Put every line of the items below into a JSON list of strings, with one string per line and no blank lines.
>>>
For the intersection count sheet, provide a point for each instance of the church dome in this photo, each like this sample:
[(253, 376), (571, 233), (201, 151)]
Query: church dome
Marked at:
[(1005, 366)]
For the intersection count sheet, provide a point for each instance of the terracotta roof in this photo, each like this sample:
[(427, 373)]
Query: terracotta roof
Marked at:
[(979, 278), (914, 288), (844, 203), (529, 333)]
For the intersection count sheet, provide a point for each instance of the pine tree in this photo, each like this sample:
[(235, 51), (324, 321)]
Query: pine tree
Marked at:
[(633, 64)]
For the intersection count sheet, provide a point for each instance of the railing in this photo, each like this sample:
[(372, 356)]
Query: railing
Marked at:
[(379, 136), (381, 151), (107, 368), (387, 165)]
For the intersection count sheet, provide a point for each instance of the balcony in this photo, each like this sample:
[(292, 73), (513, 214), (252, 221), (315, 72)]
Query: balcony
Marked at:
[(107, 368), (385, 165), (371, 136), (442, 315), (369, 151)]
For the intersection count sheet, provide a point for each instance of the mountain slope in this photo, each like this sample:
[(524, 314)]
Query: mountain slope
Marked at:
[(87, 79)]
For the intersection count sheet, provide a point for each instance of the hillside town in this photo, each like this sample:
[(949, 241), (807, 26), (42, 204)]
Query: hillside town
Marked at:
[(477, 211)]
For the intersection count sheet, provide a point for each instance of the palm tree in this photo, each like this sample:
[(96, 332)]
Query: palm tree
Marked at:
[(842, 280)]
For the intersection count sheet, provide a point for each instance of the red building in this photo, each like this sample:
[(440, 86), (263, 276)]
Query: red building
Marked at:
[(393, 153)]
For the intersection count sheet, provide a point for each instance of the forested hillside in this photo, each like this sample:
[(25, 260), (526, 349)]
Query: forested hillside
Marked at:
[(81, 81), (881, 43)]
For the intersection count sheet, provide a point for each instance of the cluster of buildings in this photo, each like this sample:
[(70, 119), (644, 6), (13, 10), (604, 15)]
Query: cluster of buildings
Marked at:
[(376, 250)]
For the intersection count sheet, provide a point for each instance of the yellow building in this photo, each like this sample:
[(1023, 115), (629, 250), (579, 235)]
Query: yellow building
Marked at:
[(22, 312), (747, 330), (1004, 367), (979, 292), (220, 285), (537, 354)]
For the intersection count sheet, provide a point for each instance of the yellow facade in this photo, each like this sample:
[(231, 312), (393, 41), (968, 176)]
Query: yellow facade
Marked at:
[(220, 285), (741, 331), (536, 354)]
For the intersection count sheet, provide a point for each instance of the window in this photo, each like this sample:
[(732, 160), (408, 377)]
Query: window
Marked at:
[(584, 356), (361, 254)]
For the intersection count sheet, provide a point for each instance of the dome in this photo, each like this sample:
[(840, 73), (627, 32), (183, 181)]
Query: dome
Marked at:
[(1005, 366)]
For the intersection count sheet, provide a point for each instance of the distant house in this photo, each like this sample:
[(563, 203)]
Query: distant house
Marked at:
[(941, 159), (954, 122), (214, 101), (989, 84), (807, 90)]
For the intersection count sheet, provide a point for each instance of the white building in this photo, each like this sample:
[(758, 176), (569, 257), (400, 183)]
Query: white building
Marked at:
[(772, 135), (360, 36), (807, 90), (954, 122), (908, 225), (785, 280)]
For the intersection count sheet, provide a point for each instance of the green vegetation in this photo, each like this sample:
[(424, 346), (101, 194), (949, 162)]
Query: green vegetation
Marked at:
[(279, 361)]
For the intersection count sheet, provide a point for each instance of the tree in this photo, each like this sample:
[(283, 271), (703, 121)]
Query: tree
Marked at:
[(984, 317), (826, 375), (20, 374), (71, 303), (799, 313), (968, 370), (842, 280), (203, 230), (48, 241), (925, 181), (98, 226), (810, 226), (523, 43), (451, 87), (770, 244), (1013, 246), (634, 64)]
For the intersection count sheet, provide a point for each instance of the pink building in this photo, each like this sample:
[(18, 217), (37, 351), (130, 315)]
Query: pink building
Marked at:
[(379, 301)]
<<<
TASK OUTPUT
[
  "For the intersection count sheet, provide a point for each instance of the church dome in this photo, each like this sample:",
  "[(253, 376), (571, 233), (201, 151)]",
  "Query: church dome",
  "Marked at:",
  "[(1005, 366)]",
  "For the intersection count sheet, provide a point for each instance of the terracotta roof in this photo, each like this sample:",
  "[(427, 373)]",
  "Query: terracotta roof",
  "Marked at:",
  "[(979, 278), (914, 288), (844, 203), (529, 333)]",
  "For the intersection count sheet, provide a point for each instance of the pine tree in this photo, each like this sample:",
  "[(235, 51), (324, 321)]",
  "Query: pine tree",
  "Marked at:",
  "[(633, 64)]",
  "For the intersection count sheet, provide a point for each instance of the railing in this photo, each like this sample:",
  "[(372, 356)]",
  "Query: railing",
  "Marked at:",
  "[(379, 136), (381, 151), (107, 368), (387, 165)]",
  "For the intersection count sheet, provide a point for each instance of the balcony in this photo, each like this sample:",
  "[(292, 73), (513, 214), (252, 221), (315, 72)]",
  "Query: balcony",
  "Marked at:",
  "[(107, 368), (385, 165), (371, 136), (442, 315), (369, 151)]",
  "For the intersection count sheet, provide a point for each instance of the mountain slope in this photo, each like this sample:",
  "[(524, 314)]",
  "Query: mountain slope",
  "Marked at:",
  "[(87, 79)]",
  "For the intersection count sheet, provide a point for each instance of the hillside town in this photo, each like this sample:",
  "[(949, 241), (807, 26), (42, 204)]",
  "Query: hillside town",
  "Marked at:",
  "[(477, 211)]",
  "For the intersection count sheet, provide a point for each instance of the palm tree in this photo, each like this sample:",
  "[(96, 332)]",
  "Query: palm tree",
  "Marked at:",
  "[(842, 280)]",
  "For the intersection count sheet, provide a point for each instance of the red building in this photo, each like this sample:",
  "[(440, 86), (263, 276)]",
  "Query: red building",
  "Marked at:",
  "[(393, 153)]",
  "For the intersection count sheet, provide a point for each instance of the forested hillside in this photo, each like this sample:",
  "[(25, 260), (526, 349)]",
  "Query: forested hillside",
  "Marked at:",
  "[(81, 81), (881, 43)]",
  "For the intersection count sheet, provide a point for each instance of the cluster of buildings in this photo, each like this sample:",
  "[(70, 119), (644, 6), (13, 10), (604, 15)]",
  "Query: cluster of buildings",
  "Marked at:",
  "[(376, 250)]",
  "For the intersection count sheet, provide a point for each instance of the yellow building in this photo, each like this sample:",
  "[(1023, 115), (629, 250), (579, 235)]",
  "Query: yellow building",
  "Marked at:",
  "[(22, 312), (747, 330), (1004, 367), (979, 292), (220, 285), (537, 354)]",
  "For the intersection count sheet, provide a point for each instance of the yellow facade in this photo, each like this sample:",
  "[(231, 312), (393, 41), (968, 176)]",
  "Query: yellow facade",
  "Marked at:",
  "[(220, 285), (741, 331), (536, 354)]",
  "For the intersection count sheet, provide a point for each instance of the window in this photo, each like this sample:",
  "[(732, 160), (408, 377)]",
  "Query: window",
  "Marked at:",
  "[(584, 356), (361, 254)]",
  "For the intersection count sheet, provide a point for each instance of the dome in this photo, each like this sample:",
  "[(840, 73), (627, 32), (183, 181)]",
  "Query: dome",
  "Marked at:",
  "[(1005, 366)]",
  "For the intersection count sheet, provide a point for each instance of the distant house in this photo, each like this sample:",
  "[(563, 203)]",
  "Query: distant house",
  "Marked at:",
  "[(941, 159), (954, 122), (214, 101), (989, 84), (807, 90)]",
  "For the intersection count sheet, provide a point for each instance of the white building in this photo, each like this sample:",
  "[(758, 176), (569, 257), (400, 183)]",
  "Query: white building",
  "Marked at:",
  "[(772, 135), (360, 36), (807, 90), (954, 122), (908, 225), (785, 280)]",
  "For the intersection count sheet, provide a point for each instance of the green vegetation in this photo, each like this sample:",
  "[(424, 346), (101, 194), (949, 162)]",
  "Query: green vegetation",
  "Marked at:",
  "[(279, 361)]",
  "For the intersection count sheet, provide a point for each instance of the tree in this photo, each like this sample:",
  "[(283, 271), (703, 121)]",
  "Query: tree",
  "Marked at:",
  "[(984, 317), (826, 375), (20, 374), (71, 303), (799, 313), (968, 370), (842, 280), (203, 230), (48, 241), (925, 181), (98, 226), (810, 226), (523, 43), (451, 87), (770, 244), (1013, 246), (634, 64)]",
  "For the intersection count sheet, provide a point for each instance of the pink building in this photo, each like this sample:",
  "[(18, 217), (37, 351), (130, 315)]",
  "Query: pink building",
  "Marked at:",
  "[(379, 301)]"
]